| EXERCISE MATERIALS |
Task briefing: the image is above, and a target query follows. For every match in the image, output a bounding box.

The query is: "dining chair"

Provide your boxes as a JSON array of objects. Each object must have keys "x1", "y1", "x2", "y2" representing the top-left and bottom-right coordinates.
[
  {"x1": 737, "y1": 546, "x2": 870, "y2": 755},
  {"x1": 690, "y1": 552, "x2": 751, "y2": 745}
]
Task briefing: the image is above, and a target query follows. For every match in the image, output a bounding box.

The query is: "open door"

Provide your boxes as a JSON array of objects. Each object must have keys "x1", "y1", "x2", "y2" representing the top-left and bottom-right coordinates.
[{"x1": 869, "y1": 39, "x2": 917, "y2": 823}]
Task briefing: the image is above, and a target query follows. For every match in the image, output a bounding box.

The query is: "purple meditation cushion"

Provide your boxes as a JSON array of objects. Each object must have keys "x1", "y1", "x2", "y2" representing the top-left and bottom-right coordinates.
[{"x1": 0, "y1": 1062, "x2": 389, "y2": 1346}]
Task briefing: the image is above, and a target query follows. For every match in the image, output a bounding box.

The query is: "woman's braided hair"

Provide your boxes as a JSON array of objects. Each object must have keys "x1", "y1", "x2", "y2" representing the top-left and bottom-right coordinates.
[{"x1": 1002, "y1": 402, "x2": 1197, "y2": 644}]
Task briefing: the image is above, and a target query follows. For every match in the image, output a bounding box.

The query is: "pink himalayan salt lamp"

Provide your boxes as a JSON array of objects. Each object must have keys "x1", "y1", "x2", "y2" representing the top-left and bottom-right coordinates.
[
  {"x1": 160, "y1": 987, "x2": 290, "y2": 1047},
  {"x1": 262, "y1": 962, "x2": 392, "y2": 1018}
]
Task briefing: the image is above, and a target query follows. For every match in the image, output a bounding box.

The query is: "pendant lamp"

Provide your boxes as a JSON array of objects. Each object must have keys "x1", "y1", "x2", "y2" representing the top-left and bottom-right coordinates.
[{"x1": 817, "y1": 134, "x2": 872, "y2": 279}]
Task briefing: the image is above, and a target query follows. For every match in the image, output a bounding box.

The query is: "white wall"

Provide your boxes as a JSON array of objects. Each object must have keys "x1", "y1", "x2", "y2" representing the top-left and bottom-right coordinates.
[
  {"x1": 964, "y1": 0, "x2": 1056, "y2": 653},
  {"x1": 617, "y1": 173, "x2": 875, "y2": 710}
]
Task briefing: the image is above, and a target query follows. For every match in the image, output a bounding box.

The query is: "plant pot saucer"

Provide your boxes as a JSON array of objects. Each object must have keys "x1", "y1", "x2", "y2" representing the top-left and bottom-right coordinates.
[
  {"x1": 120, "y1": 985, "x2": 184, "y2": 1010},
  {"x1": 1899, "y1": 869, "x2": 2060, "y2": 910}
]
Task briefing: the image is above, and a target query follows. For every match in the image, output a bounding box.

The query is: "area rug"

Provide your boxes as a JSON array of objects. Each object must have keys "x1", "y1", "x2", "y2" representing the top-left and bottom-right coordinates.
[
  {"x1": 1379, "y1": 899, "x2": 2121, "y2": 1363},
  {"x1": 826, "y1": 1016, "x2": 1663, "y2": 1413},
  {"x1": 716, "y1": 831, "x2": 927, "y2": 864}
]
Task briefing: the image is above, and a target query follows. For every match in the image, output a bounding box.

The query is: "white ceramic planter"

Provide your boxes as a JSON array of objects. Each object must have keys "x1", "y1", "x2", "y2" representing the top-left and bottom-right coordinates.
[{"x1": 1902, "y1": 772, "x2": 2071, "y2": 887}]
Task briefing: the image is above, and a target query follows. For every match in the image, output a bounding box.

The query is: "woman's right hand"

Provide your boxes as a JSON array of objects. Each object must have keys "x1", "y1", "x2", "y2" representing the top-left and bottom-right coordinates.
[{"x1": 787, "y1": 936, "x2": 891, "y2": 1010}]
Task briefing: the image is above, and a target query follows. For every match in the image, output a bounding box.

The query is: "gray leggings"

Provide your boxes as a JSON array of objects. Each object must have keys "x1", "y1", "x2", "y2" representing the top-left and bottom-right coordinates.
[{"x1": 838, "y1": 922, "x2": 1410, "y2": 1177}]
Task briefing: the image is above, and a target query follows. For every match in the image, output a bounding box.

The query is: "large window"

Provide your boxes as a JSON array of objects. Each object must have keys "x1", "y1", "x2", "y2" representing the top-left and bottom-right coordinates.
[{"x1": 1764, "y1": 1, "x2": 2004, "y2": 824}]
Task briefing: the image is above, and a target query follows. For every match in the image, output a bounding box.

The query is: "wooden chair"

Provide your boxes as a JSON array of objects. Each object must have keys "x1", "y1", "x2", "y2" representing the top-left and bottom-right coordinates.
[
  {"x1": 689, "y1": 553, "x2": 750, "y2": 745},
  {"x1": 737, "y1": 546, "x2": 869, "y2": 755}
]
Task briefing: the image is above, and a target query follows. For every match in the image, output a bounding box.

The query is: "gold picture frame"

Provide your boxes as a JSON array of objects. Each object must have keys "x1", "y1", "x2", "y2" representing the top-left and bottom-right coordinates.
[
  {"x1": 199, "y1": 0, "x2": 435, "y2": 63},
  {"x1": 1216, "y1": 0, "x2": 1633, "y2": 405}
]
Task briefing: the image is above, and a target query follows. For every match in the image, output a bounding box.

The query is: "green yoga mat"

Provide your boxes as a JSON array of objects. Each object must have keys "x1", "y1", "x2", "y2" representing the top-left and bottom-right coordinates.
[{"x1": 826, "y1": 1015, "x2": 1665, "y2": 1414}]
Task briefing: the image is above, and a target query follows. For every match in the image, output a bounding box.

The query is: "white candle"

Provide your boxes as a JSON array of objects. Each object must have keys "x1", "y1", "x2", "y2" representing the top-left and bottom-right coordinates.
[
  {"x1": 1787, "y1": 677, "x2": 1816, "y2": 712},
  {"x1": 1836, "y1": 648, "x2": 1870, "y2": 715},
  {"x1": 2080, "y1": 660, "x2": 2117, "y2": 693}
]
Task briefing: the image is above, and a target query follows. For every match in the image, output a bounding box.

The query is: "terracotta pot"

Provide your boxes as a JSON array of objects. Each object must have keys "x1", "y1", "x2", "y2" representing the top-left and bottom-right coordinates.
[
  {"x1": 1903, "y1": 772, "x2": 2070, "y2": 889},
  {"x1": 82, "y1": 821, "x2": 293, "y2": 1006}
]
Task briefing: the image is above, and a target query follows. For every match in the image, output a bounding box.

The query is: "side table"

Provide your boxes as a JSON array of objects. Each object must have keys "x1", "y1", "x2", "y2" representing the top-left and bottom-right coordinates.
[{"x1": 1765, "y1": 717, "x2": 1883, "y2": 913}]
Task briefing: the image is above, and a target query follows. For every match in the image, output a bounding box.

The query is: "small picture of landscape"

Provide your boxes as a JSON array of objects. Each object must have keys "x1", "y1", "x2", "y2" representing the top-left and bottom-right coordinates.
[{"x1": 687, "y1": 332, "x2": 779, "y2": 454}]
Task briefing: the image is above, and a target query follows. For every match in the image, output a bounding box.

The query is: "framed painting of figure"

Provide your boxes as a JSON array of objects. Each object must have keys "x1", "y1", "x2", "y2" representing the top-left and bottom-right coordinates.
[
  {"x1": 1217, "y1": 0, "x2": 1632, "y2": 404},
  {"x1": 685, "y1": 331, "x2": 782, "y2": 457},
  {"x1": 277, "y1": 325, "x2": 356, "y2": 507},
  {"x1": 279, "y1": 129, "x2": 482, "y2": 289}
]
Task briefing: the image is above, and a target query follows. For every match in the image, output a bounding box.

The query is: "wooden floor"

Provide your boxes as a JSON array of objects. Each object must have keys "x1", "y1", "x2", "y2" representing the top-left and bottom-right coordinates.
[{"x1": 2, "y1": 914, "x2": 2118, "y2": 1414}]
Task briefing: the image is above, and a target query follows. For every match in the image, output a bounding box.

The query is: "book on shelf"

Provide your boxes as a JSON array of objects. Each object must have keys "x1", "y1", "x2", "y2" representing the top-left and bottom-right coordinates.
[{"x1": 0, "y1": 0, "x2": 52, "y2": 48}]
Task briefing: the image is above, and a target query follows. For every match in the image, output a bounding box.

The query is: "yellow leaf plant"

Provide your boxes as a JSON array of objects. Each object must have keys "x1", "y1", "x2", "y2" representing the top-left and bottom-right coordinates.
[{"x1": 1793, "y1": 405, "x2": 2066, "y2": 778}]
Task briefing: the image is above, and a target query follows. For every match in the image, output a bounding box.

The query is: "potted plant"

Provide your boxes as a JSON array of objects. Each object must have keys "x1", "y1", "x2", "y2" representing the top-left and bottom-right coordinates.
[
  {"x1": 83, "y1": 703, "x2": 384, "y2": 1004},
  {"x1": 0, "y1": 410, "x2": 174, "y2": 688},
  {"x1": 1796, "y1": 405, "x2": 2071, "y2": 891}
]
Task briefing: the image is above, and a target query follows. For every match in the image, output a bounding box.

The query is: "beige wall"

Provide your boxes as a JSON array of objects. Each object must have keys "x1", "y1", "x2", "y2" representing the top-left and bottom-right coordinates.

| PROBLEM TO WORK ON |
Look through the entries above; find each line with the word "lamp" and copy it.

| YOUR SOLUTION |
The query is: "pink himalayan salt lamp"
The query is: "pendant lamp"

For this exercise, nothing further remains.